◆ Problem
In your copy, include every entry exactly as written but no pictures.
-*-*-
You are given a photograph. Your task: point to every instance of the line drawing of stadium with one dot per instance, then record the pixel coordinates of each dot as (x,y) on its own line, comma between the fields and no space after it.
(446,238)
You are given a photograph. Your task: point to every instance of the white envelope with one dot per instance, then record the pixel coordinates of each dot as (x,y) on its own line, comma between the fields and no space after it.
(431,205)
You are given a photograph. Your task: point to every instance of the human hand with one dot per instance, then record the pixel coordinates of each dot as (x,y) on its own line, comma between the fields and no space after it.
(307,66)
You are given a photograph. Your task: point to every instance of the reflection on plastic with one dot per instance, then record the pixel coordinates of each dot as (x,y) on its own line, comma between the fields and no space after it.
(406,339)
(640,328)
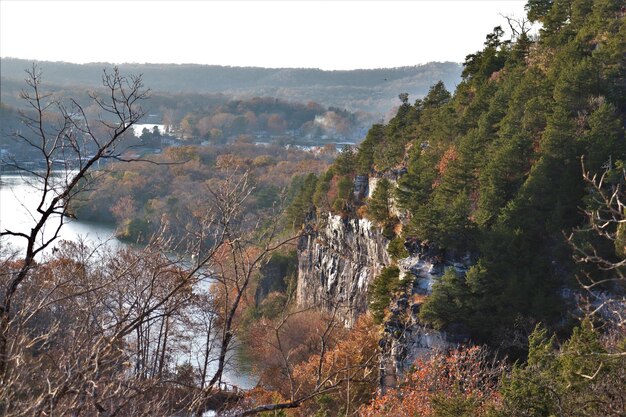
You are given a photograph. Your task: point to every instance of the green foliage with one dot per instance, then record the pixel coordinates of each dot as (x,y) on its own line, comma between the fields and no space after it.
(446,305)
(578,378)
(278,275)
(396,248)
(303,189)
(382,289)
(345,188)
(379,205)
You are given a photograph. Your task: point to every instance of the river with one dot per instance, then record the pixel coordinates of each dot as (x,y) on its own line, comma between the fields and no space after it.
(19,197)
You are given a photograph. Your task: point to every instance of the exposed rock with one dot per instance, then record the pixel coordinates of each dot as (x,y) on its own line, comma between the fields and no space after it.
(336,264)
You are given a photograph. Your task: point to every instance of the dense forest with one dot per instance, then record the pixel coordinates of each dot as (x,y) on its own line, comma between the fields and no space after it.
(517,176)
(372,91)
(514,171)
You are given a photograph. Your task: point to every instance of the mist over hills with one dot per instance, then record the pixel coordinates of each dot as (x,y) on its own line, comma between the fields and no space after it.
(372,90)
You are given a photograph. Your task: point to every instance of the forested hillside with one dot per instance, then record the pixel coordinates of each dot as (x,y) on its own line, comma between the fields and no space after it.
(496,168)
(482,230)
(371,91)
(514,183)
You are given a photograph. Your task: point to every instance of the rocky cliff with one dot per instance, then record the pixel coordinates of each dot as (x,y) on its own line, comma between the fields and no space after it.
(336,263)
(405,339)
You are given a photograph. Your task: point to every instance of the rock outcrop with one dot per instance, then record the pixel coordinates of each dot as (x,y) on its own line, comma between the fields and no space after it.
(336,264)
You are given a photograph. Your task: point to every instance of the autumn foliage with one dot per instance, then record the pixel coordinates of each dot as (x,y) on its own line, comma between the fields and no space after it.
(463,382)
-*-*-
◆ Task result
You are given a photograph. Your task: point to every instance of the line drawing of stadium with one dot per instance, then record the pixel coordinates of each dot as (x,y) on its own line, comma between the fields and no space after it.
(446,238)
You are given a photograph. Your task: point to every instance of the white envelope with one dot per instance, then record the pixel coordinates of each dot as (x,y) on its own line, comma between the fields and no space after it.
(431,205)
You are given a photograph. Your task: point to every instance of the human hand with one dot per instance, then record the pixel coordinates of each dot as (x,y) on its own line, comma between the fields and no space after it.
(307,66)
You are given a photograph. Your task: point to every instance of the reflection on plastic with one dot per instance, then record the pixel coordinates of each dot as (x,y) on its own line, comma between the fields and no space after it.
(406,339)
(640,328)
You are given a photograph. Your task: point to every instance of the green foliage with one dot per instance, then record the pixel coordinates of each dot as (x,y) on its own line, comma between the fields and no space after it.
(446,305)
(578,378)
(278,275)
(396,248)
(303,189)
(382,289)
(345,188)
(379,205)
You are given a photograph. Your task: point to every instance of the river with one dot per instance, then record the pixel coordinates of each dot as (x,y) on its own line, comma between the fields and no space after it.
(19,197)
You are given a photograph. Your task: point to every instance of the exposed rock with one dot per instance, then record the pixel coordinates of each dot as (x,y) on its own line, comma between the fields and no space after it.
(336,264)
You are given a photograph. Your task: point to every instance of the dense forest with one dot per instance, then record the pixel coordinates of each dot as (x,y) on its own line, comma between the fields and no space after it.
(517,176)
(372,91)
(514,171)
You are given a photograph. Your task: point to every instance of the mist over hills with one dot per instance, then record the pixel coordinates of each dot as (x,y) on its own line, comma between the fields and no space after it.
(372,90)
You are given a photograph. Your task: point to every instance of the forested hillside with one dot per instance, then record the pixel coordinates of each dot as (x,y) on its own line, comma between the fields and no space after it.
(496,168)
(482,230)
(371,91)
(514,183)
You are given a photograph. Your task: point to every instance of the rocky cliff with one dot per instance, then record the pixel coordinates of each dot as (x,y) on its own line, comma between the fields and no space after it.
(336,263)
(405,339)
You are given a photograph. Your task: point to every instance of the rock outcrop with one dot per instance, then record the pixel coordinates of each dot as (x,y) on its own line, comma between the fields and no space after it.
(336,264)
You are given a photograph. Your task: point to every instance of the autumn foliage with one dot per instance, then record the pixel coordinates of each dot as (x,y) on its own line, comma between the fields and no space after it.
(463,382)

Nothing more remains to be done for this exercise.